Enunciado =
Cuenta las líneas de las filas de abajo que contienen la palabra "Kindly" y, por favor, responde solo con el número.

____

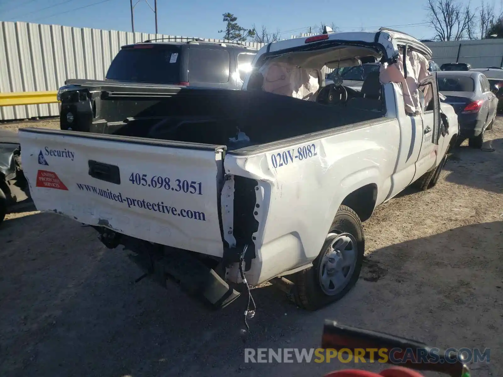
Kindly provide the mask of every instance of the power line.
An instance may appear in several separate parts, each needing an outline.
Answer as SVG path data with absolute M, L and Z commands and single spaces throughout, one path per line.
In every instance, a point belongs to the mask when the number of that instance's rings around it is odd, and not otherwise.
M 54 5 L 49 6 L 49 7 L 46 7 L 45 8 L 42 8 L 42 9 L 38 9 L 36 11 L 32 11 L 32 12 L 29 12 L 28 13 L 25 13 L 23 15 L 23 16 L 28 16 L 28 15 L 31 15 L 33 13 L 37 13 L 37 12 L 42 12 L 42 11 L 45 11 L 46 9 L 49 9 L 50 8 L 53 8 L 54 7 L 57 7 L 58 5 L 61 5 L 62 4 L 65 4 L 67 3 L 69 3 L 70 2 L 73 2 L 74 0 L 65 0 L 64 2 L 61 3 L 58 3 L 57 4 L 54 4 Z M 12 17 L 10 20 L 14 20 L 14 19 L 18 18 L 19 16 L 16 16 L 15 17 Z
M 33 3 L 34 1 L 35 1 L 35 0 L 28 0 L 28 1 L 27 1 L 27 2 L 25 2 L 24 3 L 22 3 L 20 4 L 18 4 L 18 6 L 17 7 L 15 7 L 14 8 L 13 8 L 10 9 L 10 10 L 8 10 L 6 12 L 12 12 L 13 11 L 15 11 L 16 9 L 19 9 L 19 8 L 20 8 L 23 6 L 26 5 L 26 4 L 28 4 L 28 3 Z
M 45 17 L 40 17 L 40 18 L 35 19 L 35 21 L 38 21 L 39 20 L 44 20 L 46 18 L 50 18 L 51 17 L 54 17 L 55 16 L 58 16 L 59 15 L 64 15 L 65 13 L 69 13 L 70 12 L 74 12 L 75 11 L 78 11 L 79 9 L 83 9 L 84 8 L 87 8 L 89 7 L 92 7 L 93 6 L 98 5 L 98 4 L 102 4 L 104 3 L 107 3 L 109 2 L 110 0 L 103 0 L 102 2 L 98 2 L 98 3 L 94 3 L 92 4 L 89 4 L 89 5 L 85 5 L 83 7 L 80 7 L 78 8 L 75 8 L 74 9 L 70 9 L 69 11 L 66 11 L 65 12 L 60 12 L 58 13 L 55 13 L 53 15 L 51 15 L 50 16 L 47 16 Z

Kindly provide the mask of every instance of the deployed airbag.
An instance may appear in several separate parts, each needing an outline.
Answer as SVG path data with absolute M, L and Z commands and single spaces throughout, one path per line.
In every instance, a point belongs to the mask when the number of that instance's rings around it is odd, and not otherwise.
M 275 62 L 259 71 L 264 91 L 300 100 L 309 100 L 319 88 L 318 71 L 288 63 Z
M 417 83 L 431 74 L 428 71 L 428 59 L 415 51 L 408 51 L 405 59 L 407 66 L 407 78 L 405 78 L 403 50 L 400 50 L 400 53 L 401 54 L 396 63 L 381 67 L 379 79 L 383 84 L 388 82 L 401 84 L 405 112 L 411 114 L 421 112 L 422 109 Z M 428 104 L 431 100 L 431 90 L 429 89 L 429 87 L 427 86 L 424 92 L 425 104 Z

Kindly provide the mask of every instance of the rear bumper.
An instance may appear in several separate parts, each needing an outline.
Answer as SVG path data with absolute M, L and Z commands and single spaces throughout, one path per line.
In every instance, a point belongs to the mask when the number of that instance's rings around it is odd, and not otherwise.
M 134 254 L 130 258 L 145 272 L 143 276 L 149 276 L 163 287 L 166 287 L 166 280 L 174 281 L 188 295 L 213 309 L 227 306 L 239 296 L 214 270 L 190 252 L 156 247 L 128 236 L 115 235 L 120 238 L 113 244 L 104 242 L 105 245 L 110 247 L 120 242 L 125 249 L 132 251 Z M 103 240 L 103 234 L 101 237 Z
M 459 114 L 460 136 L 469 138 L 479 135 L 482 133 L 484 123 L 484 120 L 480 118 L 479 114 Z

____

Solución desarrollada =
3